MATERIAL:
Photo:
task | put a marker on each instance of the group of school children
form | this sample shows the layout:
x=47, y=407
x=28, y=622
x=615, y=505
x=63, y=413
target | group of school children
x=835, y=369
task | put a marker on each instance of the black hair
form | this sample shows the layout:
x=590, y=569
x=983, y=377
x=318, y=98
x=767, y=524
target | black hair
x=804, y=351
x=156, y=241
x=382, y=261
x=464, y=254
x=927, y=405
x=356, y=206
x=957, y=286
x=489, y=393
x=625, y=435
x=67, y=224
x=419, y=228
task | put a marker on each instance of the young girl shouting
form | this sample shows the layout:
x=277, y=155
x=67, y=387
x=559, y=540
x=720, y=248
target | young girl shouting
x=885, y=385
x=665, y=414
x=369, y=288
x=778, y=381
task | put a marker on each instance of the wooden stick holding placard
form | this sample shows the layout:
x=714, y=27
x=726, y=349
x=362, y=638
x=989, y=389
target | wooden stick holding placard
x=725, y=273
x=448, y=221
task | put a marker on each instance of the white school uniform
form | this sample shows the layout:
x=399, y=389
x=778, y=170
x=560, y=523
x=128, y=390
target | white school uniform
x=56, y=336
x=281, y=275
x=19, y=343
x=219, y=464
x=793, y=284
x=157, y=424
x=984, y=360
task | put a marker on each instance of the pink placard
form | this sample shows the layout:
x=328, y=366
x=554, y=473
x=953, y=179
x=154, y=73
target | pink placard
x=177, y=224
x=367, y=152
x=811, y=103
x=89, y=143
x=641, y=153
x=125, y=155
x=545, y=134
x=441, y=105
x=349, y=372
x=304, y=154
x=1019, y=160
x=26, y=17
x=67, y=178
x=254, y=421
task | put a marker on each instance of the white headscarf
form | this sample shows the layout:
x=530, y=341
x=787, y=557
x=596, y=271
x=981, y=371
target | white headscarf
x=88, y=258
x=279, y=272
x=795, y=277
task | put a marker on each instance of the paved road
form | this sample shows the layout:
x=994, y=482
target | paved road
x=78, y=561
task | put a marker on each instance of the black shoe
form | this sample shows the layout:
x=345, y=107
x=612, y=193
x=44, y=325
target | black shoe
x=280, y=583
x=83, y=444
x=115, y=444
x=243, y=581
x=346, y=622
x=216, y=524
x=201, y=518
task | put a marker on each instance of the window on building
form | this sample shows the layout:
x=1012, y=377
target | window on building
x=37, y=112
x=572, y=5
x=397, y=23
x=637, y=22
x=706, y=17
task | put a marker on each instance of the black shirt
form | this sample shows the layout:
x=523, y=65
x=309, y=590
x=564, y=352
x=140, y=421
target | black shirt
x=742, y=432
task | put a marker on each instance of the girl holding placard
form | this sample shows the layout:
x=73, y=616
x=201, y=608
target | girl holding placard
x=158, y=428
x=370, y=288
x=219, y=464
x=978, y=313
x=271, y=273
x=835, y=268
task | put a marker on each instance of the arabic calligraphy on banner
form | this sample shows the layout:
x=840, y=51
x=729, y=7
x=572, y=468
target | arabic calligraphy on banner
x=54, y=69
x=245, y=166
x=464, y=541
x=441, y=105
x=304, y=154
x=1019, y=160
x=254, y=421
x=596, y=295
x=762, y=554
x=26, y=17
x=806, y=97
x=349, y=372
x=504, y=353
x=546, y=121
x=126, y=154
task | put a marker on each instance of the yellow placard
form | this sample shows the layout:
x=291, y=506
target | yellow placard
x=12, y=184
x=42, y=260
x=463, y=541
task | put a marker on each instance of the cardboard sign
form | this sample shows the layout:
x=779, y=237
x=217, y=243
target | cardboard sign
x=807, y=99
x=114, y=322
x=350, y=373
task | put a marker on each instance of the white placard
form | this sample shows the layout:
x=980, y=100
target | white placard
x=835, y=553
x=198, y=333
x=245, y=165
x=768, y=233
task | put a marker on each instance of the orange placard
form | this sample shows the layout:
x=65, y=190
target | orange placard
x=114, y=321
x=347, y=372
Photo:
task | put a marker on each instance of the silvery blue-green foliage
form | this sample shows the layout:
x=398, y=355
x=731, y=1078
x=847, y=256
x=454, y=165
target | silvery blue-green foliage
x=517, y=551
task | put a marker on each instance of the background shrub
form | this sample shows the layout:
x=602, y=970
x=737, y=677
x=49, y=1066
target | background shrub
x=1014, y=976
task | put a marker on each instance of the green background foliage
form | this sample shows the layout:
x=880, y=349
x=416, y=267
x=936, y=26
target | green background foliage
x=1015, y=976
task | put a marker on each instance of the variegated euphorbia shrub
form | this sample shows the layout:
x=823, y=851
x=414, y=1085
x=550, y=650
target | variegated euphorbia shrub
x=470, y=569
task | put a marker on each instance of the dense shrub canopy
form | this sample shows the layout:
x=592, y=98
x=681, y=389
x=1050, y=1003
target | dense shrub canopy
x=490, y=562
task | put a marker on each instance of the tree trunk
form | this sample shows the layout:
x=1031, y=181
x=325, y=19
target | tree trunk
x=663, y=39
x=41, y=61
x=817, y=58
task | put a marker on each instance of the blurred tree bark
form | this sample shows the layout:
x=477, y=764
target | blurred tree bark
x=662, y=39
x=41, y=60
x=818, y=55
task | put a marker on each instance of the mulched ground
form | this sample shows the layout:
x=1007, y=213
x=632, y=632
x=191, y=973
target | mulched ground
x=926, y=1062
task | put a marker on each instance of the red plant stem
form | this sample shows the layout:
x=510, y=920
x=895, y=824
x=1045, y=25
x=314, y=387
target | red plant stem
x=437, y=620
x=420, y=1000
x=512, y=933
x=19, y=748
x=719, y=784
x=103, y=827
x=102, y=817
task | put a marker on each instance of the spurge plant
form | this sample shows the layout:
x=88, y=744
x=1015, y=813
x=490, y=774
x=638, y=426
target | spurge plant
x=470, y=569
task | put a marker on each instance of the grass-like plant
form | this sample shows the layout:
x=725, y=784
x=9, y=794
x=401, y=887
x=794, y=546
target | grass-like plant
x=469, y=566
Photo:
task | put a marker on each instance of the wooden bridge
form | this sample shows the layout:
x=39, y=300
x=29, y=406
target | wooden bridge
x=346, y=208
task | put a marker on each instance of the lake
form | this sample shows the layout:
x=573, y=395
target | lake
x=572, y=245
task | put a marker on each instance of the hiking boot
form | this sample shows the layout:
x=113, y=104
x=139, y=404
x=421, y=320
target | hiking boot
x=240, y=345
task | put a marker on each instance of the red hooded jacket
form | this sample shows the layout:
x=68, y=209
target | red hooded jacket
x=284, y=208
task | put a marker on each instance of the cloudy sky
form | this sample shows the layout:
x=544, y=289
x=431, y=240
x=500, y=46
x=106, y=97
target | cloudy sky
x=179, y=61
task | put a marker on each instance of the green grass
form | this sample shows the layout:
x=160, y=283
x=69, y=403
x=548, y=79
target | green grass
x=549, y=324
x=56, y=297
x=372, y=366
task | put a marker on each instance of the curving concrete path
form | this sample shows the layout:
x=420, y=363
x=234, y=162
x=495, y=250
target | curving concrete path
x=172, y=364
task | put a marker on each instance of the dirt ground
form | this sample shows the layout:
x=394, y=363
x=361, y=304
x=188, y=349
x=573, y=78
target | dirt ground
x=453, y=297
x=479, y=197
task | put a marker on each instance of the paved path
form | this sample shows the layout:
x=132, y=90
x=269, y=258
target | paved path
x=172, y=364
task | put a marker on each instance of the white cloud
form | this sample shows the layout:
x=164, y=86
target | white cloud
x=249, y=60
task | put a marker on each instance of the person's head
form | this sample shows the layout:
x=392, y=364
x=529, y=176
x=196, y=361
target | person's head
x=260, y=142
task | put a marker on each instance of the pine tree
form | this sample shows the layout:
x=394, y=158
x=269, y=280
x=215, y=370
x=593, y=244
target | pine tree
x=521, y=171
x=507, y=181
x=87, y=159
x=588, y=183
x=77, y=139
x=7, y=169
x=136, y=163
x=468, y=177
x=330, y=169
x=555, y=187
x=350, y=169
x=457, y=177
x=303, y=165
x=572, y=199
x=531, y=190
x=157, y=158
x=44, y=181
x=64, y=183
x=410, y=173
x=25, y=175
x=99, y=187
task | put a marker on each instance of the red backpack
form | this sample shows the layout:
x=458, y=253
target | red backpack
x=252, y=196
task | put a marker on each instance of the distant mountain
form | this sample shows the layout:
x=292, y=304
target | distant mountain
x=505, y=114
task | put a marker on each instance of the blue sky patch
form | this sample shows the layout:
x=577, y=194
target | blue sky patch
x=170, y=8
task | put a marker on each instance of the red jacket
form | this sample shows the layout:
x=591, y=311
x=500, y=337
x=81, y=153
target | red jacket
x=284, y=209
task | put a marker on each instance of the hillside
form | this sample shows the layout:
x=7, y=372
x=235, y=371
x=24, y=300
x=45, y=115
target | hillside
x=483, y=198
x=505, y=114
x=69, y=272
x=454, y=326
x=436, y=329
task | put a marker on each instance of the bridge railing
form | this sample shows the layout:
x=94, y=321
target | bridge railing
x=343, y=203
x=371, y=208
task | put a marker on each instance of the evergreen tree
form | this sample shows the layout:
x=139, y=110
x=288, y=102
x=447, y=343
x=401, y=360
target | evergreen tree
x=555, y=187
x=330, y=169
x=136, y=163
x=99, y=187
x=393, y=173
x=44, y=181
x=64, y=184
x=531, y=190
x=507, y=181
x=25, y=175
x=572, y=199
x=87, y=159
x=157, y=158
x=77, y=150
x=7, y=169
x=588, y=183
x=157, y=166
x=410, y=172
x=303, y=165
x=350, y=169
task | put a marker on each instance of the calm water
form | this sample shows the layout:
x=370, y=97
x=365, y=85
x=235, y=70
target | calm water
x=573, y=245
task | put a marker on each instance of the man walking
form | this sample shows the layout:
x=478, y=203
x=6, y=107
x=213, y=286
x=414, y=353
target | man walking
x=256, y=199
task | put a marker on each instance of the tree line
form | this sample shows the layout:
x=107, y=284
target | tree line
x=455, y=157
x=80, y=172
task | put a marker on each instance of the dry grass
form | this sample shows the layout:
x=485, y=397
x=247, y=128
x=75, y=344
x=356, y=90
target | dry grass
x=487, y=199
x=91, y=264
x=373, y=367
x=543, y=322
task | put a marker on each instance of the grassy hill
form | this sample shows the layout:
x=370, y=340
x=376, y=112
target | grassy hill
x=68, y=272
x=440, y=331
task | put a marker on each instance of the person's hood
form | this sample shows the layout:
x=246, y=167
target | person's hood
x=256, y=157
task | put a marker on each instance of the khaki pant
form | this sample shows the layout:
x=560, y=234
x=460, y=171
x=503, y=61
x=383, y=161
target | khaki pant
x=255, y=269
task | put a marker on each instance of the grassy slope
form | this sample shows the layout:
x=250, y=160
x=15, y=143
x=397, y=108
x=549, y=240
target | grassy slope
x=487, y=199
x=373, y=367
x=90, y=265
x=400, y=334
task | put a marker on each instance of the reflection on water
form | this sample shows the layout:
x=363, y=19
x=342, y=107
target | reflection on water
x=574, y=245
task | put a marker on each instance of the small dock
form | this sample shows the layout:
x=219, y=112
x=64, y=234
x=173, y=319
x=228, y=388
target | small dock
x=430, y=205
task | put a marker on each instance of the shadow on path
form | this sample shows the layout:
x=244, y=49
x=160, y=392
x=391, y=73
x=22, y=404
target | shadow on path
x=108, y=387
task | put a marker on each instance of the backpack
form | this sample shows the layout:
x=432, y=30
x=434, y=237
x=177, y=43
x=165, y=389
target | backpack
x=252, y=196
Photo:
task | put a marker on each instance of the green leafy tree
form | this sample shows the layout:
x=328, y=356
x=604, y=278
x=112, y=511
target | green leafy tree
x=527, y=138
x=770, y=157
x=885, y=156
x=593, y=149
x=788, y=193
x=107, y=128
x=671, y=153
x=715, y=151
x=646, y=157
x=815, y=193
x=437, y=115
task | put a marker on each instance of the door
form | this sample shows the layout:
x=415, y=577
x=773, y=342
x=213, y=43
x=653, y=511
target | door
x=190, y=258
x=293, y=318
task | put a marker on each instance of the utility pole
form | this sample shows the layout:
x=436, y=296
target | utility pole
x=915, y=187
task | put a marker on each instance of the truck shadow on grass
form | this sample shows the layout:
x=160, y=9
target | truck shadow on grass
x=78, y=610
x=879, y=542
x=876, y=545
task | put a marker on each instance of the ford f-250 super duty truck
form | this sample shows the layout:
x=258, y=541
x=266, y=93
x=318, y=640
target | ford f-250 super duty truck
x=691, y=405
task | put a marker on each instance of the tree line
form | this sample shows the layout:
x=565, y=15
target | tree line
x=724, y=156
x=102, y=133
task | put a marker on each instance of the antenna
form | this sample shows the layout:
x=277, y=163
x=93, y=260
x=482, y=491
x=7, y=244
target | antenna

TASK INSTRUCTIONS: Format every row from the line with "task | put a marker on each instance of the ford" to the line with "x=102, y=133", both included, as a JSON list of strings with one string per line and blank lines omitted.

RESULT BELOW:
[
  "task | put a marker on each instance of the ford f-250 super duty truck",
  "form | this sample shows the layout:",
  "x=258, y=541",
  "x=266, y=93",
  "x=318, y=640",
  "target | ford f-250 super duty truck",
  "x=691, y=405",
  "task | put a marker on each instance of the tree line",
  "form | this sample shows the layout:",
  "x=565, y=15",
  "target | tree line",
  "x=724, y=156",
  "x=102, y=133"
]